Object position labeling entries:
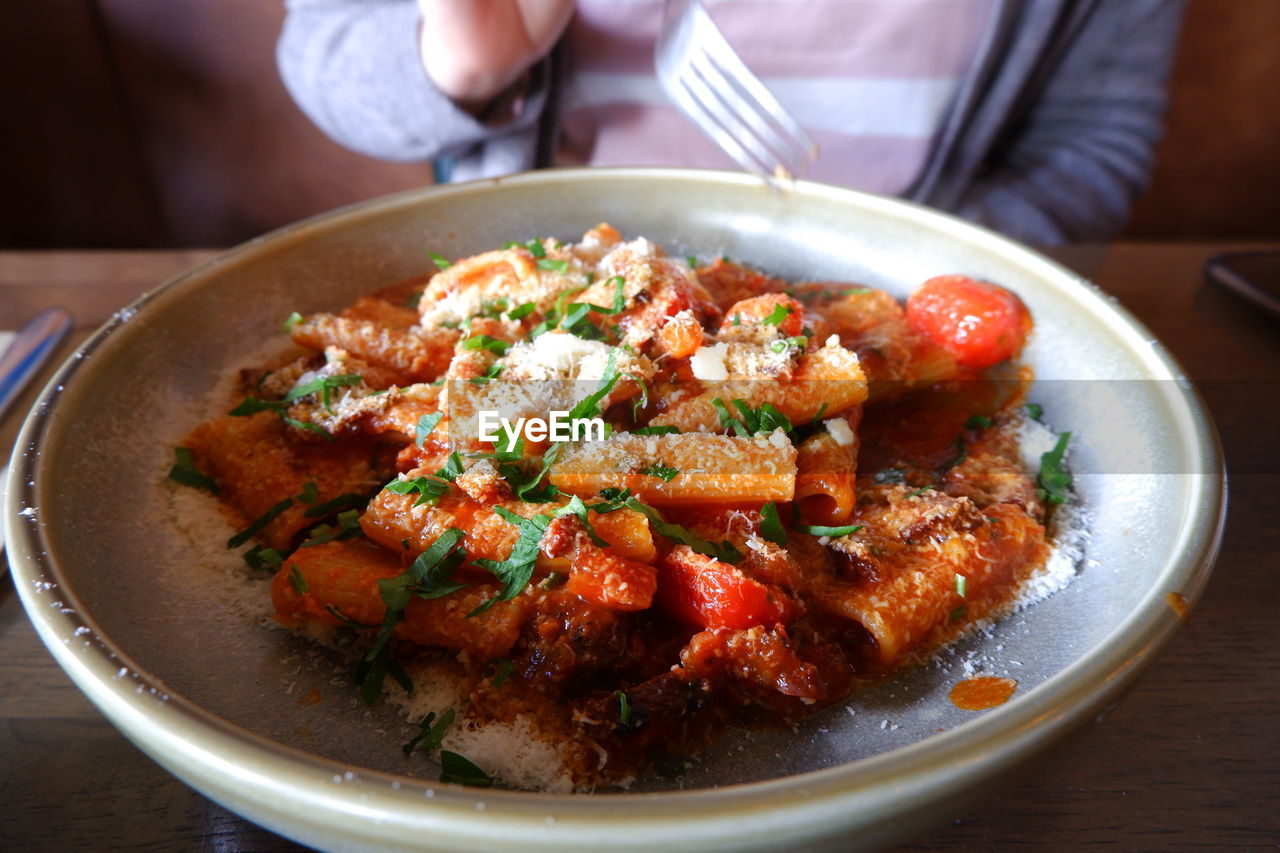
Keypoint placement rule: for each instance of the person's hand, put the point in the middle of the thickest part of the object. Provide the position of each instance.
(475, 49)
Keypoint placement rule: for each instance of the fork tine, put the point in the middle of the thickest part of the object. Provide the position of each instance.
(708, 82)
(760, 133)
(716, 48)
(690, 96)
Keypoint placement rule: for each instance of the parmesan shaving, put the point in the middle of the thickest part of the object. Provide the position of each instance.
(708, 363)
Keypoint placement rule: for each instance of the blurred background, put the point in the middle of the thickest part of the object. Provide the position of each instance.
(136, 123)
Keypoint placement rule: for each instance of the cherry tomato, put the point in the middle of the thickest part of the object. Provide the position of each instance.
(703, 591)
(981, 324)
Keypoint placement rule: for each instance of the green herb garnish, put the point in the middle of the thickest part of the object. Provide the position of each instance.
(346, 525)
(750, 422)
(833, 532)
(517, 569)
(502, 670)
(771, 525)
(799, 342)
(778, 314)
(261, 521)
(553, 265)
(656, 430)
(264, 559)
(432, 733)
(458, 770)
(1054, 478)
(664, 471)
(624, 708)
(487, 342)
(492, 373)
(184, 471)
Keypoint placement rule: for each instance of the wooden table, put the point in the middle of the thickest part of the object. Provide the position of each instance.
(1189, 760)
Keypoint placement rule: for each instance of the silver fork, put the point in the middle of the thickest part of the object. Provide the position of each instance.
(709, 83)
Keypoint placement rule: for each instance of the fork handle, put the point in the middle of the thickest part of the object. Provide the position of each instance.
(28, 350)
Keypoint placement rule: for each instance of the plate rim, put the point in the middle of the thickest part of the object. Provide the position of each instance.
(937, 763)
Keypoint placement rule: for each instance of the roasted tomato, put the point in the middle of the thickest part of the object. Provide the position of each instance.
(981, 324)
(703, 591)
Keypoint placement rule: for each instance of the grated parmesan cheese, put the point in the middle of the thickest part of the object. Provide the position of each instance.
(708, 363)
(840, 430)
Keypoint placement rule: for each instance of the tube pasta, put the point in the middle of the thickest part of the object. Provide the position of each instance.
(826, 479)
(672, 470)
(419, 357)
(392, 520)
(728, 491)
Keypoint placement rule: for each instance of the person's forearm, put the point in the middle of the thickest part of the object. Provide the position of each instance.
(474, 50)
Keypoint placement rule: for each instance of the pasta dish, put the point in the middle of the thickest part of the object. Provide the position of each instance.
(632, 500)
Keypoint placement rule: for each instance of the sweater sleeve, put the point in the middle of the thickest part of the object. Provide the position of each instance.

▶ EXERCISE DESCRIPTION: Reproduce the listing from the line containing "Keypoint placement rule: for each instance of the grated" through the end of the listing, keeping the requests, and shift every coordinate in the answers by adding -93 to it.

▶ RESPONSE BELOW:
Keypoint placement rule: for each instance of the grated parmesan cheese, put the point in the middle of the thickest part of the object. Provide the position of each instance.
(615, 270)
(747, 337)
Keypoint placement rule: for each instance of the tube pasta, put the point in the middle of the thickest part of the object. Provide the position of each instance.
(733, 386)
(579, 377)
(326, 264)
(299, 427)
(635, 398)
Keypoint placement rule: for each instance of the person's forearm, put the point in the middle of the thickest part of the object. Provide the position of each instance.
(381, -43)
Keypoint placement rule: for each instance of the pasta dish, put the point in the middle of the thickest part of the object. Provide the position of each instance.
(539, 407)
Keypoint placement rule: for each instance of the sweater sleeve, put the point in the middle of the thickest part of the object. Provide the position of each instance.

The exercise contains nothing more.